- **과제 목표**:
아래 기록의 모든 줄을 한 글자도 바꾸지 않고 그대로 돌려줄 수 있나요?
──────
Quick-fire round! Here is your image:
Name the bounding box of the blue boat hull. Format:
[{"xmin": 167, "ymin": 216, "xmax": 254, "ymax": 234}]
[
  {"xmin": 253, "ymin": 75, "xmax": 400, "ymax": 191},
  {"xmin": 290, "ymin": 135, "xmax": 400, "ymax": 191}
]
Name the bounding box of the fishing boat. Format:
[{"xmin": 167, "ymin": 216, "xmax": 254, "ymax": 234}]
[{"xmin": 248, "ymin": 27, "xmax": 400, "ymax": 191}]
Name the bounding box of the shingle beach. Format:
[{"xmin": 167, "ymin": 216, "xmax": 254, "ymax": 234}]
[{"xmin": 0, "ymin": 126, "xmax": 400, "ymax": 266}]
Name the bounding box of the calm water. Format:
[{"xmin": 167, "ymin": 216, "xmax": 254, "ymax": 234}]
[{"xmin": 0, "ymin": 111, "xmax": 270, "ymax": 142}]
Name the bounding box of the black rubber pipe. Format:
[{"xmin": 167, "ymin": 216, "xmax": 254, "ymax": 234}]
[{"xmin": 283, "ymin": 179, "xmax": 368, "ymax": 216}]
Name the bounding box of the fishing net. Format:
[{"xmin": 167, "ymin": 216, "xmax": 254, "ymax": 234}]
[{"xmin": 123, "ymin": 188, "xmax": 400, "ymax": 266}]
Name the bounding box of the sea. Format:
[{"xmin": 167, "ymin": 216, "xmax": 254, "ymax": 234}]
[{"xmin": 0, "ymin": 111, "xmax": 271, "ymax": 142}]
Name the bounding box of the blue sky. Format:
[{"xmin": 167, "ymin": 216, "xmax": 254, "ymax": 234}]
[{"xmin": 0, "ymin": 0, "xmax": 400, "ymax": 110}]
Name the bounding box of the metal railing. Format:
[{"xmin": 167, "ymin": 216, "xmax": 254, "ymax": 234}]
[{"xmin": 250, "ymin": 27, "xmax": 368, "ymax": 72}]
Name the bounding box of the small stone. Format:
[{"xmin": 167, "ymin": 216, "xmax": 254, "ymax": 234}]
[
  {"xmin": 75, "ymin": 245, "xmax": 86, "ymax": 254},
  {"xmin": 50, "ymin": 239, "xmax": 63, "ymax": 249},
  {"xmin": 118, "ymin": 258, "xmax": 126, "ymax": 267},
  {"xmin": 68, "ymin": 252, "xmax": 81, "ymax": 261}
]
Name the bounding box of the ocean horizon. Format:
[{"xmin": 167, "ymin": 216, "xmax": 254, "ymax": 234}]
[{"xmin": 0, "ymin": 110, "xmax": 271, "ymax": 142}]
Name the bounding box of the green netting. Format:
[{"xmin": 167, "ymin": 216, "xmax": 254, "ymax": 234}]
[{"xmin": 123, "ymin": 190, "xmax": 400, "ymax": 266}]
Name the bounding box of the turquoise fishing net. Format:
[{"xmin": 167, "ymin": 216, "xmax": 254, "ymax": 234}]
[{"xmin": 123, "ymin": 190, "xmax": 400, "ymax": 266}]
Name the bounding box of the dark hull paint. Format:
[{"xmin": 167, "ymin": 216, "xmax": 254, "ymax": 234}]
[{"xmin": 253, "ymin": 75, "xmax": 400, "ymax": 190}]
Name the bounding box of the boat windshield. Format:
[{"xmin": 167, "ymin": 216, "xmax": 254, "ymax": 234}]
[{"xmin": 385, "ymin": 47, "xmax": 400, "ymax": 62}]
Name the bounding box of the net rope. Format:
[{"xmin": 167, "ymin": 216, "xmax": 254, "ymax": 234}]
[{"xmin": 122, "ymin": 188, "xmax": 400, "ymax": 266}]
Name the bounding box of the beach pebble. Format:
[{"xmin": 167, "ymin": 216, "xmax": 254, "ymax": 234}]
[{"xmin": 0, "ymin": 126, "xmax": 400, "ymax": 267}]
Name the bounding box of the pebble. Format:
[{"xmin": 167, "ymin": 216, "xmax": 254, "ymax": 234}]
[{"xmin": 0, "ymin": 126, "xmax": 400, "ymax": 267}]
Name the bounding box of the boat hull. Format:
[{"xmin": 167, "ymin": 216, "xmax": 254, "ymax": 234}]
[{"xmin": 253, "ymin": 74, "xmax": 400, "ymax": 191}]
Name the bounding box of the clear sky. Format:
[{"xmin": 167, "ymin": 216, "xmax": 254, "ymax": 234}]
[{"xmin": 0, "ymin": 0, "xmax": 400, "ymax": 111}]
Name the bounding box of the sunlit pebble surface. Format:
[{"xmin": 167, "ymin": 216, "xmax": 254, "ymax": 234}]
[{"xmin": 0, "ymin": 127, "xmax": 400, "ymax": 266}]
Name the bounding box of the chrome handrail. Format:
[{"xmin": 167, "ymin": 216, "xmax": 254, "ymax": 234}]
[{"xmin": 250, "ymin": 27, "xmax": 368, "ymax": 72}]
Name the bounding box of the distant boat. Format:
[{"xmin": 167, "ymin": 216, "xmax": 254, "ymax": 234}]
──────
- **최종 결과**:
Quick-fire round! Here is your image:
Name the bounding box of the blue boat hull. Format:
[{"xmin": 167, "ymin": 216, "xmax": 254, "ymax": 234}]
[
  {"xmin": 253, "ymin": 75, "xmax": 400, "ymax": 191},
  {"xmin": 290, "ymin": 135, "xmax": 400, "ymax": 191}
]
Name the bounding box of the fishing boat. Format:
[{"xmin": 167, "ymin": 216, "xmax": 254, "ymax": 234}]
[{"xmin": 248, "ymin": 27, "xmax": 400, "ymax": 191}]
Name the bounding box of the shingle beach. Format:
[{"xmin": 167, "ymin": 216, "xmax": 254, "ymax": 234}]
[{"xmin": 0, "ymin": 126, "xmax": 400, "ymax": 266}]
Name the bounding box of the calm water. Format:
[{"xmin": 167, "ymin": 216, "xmax": 254, "ymax": 234}]
[{"xmin": 0, "ymin": 111, "xmax": 270, "ymax": 142}]
Name the bounding box of the black rubber pipe. Format:
[{"xmin": 167, "ymin": 216, "xmax": 254, "ymax": 234}]
[{"xmin": 283, "ymin": 179, "xmax": 368, "ymax": 216}]
Name the bounding box of the fishing net. Format:
[{"xmin": 167, "ymin": 216, "xmax": 254, "ymax": 234}]
[{"xmin": 123, "ymin": 188, "xmax": 400, "ymax": 266}]
Name the bounding box of the sea. Format:
[{"xmin": 167, "ymin": 216, "xmax": 254, "ymax": 234}]
[{"xmin": 0, "ymin": 111, "xmax": 271, "ymax": 142}]
Name the bounding box of the blue sky. Format:
[{"xmin": 167, "ymin": 216, "xmax": 254, "ymax": 234}]
[{"xmin": 0, "ymin": 0, "xmax": 400, "ymax": 110}]
Name the bounding box of the metal railing. Format:
[{"xmin": 167, "ymin": 216, "xmax": 254, "ymax": 234}]
[{"xmin": 250, "ymin": 27, "xmax": 368, "ymax": 72}]
Name the bounding box of the small stone. Format:
[{"xmin": 167, "ymin": 216, "xmax": 254, "ymax": 234}]
[
  {"xmin": 75, "ymin": 245, "xmax": 86, "ymax": 254},
  {"xmin": 50, "ymin": 239, "xmax": 63, "ymax": 249},
  {"xmin": 118, "ymin": 258, "xmax": 126, "ymax": 267},
  {"xmin": 68, "ymin": 252, "xmax": 81, "ymax": 261}
]
Name the bounding box of the ocean horizon. Format:
[{"xmin": 167, "ymin": 216, "xmax": 254, "ymax": 234}]
[{"xmin": 0, "ymin": 110, "xmax": 271, "ymax": 142}]
Name the bounding box of the green netting. Format:
[{"xmin": 167, "ymin": 216, "xmax": 254, "ymax": 234}]
[{"xmin": 123, "ymin": 190, "xmax": 400, "ymax": 266}]
Name the bounding box of the turquoise fishing net. Format:
[{"xmin": 167, "ymin": 216, "xmax": 254, "ymax": 234}]
[{"xmin": 123, "ymin": 190, "xmax": 400, "ymax": 266}]
Name the bounding box of the dark hull paint. Format:
[{"xmin": 167, "ymin": 216, "xmax": 254, "ymax": 234}]
[{"xmin": 253, "ymin": 75, "xmax": 400, "ymax": 190}]
Name the bounding box of the boat windshield. Format:
[{"xmin": 167, "ymin": 216, "xmax": 254, "ymax": 234}]
[{"xmin": 385, "ymin": 47, "xmax": 400, "ymax": 62}]
Name the bounding box of the net rope. Format:
[{"xmin": 167, "ymin": 216, "xmax": 254, "ymax": 234}]
[{"xmin": 122, "ymin": 188, "xmax": 400, "ymax": 266}]
Name the bounding box of the beach pebble. Format:
[{"xmin": 167, "ymin": 216, "xmax": 254, "ymax": 234}]
[{"xmin": 0, "ymin": 126, "xmax": 400, "ymax": 267}]
Name the bounding box of the pebble. Format:
[{"xmin": 167, "ymin": 216, "xmax": 254, "ymax": 234}]
[{"xmin": 0, "ymin": 126, "xmax": 400, "ymax": 267}]
Name the bounding box of the boat hull. Format:
[{"xmin": 167, "ymin": 216, "xmax": 254, "ymax": 234}]
[{"xmin": 253, "ymin": 74, "xmax": 400, "ymax": 191}]
Name the bounding box of the clear sky. Format:
[{"xmin": 167, "ymin": 216, "xmax": 254, "ymax": 234}]
[{"xmin": 0, "ymin": 0, "xmax": 400, "ymax": 111}]
Name the bounding box of the sunlit pebble surface. Format:
[{"xmin": 167, "ymin": 216, "xmax": 254, "ymax": 234}]
[{"xmin": 0, "ymin": 127, "xmax": 400, "ymax": 266}]
Name the bounding box of the chrome handrail. Format:
[{"xmin": 167, "ymin": 216, "xmax": 254, "ymax": 234}]
[{"xmin": 250, "ymin": 27, "xmax": 368, "ymax": 72}]
Name the bounding box of the distant boat. Format:
[{"xmin": 167, "ymin": 216, "xmax": 254, "ymax": 234}]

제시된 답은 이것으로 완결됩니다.